> [Records]:

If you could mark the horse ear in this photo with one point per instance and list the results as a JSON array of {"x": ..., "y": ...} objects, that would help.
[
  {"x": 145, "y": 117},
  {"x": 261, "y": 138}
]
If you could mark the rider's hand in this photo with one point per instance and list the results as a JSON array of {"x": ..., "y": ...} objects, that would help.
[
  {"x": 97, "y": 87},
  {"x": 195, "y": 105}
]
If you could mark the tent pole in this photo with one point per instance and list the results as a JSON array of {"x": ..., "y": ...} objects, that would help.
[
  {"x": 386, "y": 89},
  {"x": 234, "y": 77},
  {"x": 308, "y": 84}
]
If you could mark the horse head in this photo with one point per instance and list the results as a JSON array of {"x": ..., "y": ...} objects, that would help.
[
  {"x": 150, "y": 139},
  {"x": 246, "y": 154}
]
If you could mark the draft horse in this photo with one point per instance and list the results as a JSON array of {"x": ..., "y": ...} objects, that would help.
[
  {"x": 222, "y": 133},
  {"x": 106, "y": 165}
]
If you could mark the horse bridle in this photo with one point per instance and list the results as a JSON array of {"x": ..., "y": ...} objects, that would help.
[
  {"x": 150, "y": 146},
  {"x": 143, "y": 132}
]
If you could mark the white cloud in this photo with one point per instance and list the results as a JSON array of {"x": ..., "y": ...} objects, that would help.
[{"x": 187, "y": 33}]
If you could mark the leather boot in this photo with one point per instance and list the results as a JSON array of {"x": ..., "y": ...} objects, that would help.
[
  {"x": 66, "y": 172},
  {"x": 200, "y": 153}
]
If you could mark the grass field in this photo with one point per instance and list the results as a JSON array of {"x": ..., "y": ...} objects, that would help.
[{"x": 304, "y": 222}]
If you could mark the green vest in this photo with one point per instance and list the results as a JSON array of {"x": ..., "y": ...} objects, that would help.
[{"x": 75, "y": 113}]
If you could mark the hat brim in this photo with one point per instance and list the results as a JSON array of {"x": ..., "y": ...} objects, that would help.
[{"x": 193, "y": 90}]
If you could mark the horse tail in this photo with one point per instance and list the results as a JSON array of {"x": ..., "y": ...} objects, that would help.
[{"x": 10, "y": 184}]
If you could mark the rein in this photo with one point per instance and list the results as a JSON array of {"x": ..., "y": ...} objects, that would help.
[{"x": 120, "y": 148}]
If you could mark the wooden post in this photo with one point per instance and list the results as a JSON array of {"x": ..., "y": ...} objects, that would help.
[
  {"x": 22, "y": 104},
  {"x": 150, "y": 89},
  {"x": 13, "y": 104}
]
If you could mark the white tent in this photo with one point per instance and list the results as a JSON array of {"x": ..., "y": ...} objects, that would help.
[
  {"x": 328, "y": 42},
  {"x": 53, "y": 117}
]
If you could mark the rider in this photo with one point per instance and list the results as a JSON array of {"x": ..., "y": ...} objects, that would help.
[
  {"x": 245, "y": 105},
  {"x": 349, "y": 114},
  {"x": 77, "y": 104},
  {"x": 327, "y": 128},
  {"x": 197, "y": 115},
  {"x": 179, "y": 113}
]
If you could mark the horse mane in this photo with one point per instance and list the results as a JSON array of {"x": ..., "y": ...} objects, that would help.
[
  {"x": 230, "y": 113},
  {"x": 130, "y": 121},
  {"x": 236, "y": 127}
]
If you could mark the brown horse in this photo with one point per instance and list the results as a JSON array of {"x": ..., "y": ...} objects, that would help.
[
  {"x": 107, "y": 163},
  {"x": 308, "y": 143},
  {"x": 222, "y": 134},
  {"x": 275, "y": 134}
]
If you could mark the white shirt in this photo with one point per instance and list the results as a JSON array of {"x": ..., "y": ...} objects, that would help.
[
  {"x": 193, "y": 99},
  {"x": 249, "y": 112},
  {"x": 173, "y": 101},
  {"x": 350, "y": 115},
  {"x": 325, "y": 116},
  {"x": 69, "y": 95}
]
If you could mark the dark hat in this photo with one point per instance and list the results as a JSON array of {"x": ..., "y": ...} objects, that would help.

> [Work instruction]: An exact copy of every record above is what's needed here.

> [Response to the exercise]:
If you could mark the horse ear in this photo with one point per instance and list the results as a JSON array of {"x": ..., "y": ...} objects, that would help.
[
  {"x": 145, "y": 117},
  {"x": 261, "y": 138}
]
If you could mark the rider's hand in this photo with one point per instance and list the results as a JSON array of {"x": ..., "y": ...} objects, that would help.
[
  {"x": 97, "y": 87},
  {"x": 195, "y": 105}
]
If you could mark the tent pole in this photo with one point per instance and list the results as a JSON array of {"x": ..., "y": ...} objects, that would help.
[
  {"x": 386, "y": 89},
  {"x": 234, "y": 77},
  {"x": 308, "y": 84}
]
If you could mark the horse head in this photo with one point per instance and list the results as a JSON array of {"x": ..., "y": ...} objects, that would help.
[
  {"x": 150, "y": 139},
  {"x": 246, "y": 154}
]
If you could mark the draft horse in this photo with one point per instance and list the results as a JSON array of {"x": ..., "y": ...} objects, that would help.
[
  {"x": 222, "y": 133},
  {"x": 106, "y": 165}
]
If you could mark the horse bridle in this photo with one point per instance and list the results as a JSON array of {"x": ..., "y": ...} objects, that would help.
[
  {"x": 150, "y": 146},
  {"x": 143, "y": 132}
]
If you could mark the white cloud in this photo with one point per instance and list the results as a JSON array of {"x": ..., "y": ...} objects, that would help.
[{"x": 187, "y": 33}]
If you could mark the leather boot in this photo with one point per instance and list the results as a JSON array of {"x": ..., "y": ...} objects, that would help.
[
  {"x": 66, "y": 172},
  {"x": 200, "y": 153}
]
If you could mark the grass field in this photo with one point per instance and list the results as a JSON array of {"x": ..., "y": ...} objects, that would help.
[{"x": 304, "y": 222}]
If you could mark the green vest in this photo with one point per instance and list the results as a JSON array of {"x": ..., "y": ...} objects, that would help.
[{"x": 75, "y": 113}]
If you could mark the hat brim in this photo with one point per instance and list the results as a JSON array of {"x": ..., "y": ...} objects, that would help.
[{"x": 193, "y": 90}]
If you could mark the horse tail in this photo with one point per instance and list the results as a JSON array of {"x": ..., "y": ...} objects, that would help.
[{"x": 10, "y": 184}]
If you could mark the rein in this photo with one point per instance and list the results as a JSON array of {"x": ..., "y": ...} objects, that would help.
[{"x": 120, "y": 148}]
If you could mark the wooden post in this photo with one point per instance and list the results as a JSON array of {"x": ..., "y": ...} objects, that would help.
[
  {"x": 22, "y": 104},
  {"x": 150, "y": 89},
  {"x": 13, "y": 104}
]
If you could mark the white tent in this photo with one point per instance and list the results as a JSON array of {"x": ..., "y": ...} objects, that would help.
[
  {"x": 328, "y": 42},
  {"x": 53, "y": 117}
]
If you could mark the rider in this photo with one point per instance and list the results as a JSON array of {"x": ..., "y": ...} objects, that would help.
[
  {"x": 245, "y": 105},
  {"x": 349, "y": 114},
  {"x": 77, "y": 104},
  {"x": 327, "y": 128},
  {"x": 197, "y": 115},
  {"x": 179, "y": 113}
]
If you could mark the horse mane in this photo with one point per instance and list the results as a JSON array of {"x": ..., "y": ...} objects, that would help.
[
  {"x": 230, "y": 113},
  {"x": 130, "y": 121},
  {"x": 236, "y": 127}
]
If you could mark the brown horse in this photo with one point per instance and list the results as a JSON array of {"x": ..., "y": ...} objects, that would help.
[
  {"x": 107, "y": 163},
  {"x": 308, "y": 143},
  {"x": 222, "y": 134},
  {"x": 275, "y": 134}
]
If you could mark the white shirt in this photo with one point per instance and list the results as a JSON array of {"x": ..., "y": ...} objects, that would help.
[
  {"x": 193, "y": 99},
  {"x": 249, "y": 112},
  {"x": 173, "y": 101},
  {"x": 350, "y": 115},
  {"x": 325, "y": 116},
  {"x": 69, "y": 95}
]
If you could mark the dark hat in this photo with one point per instance and list the results as a JSON array of {"x": ..., "y": ...} objects, that would help.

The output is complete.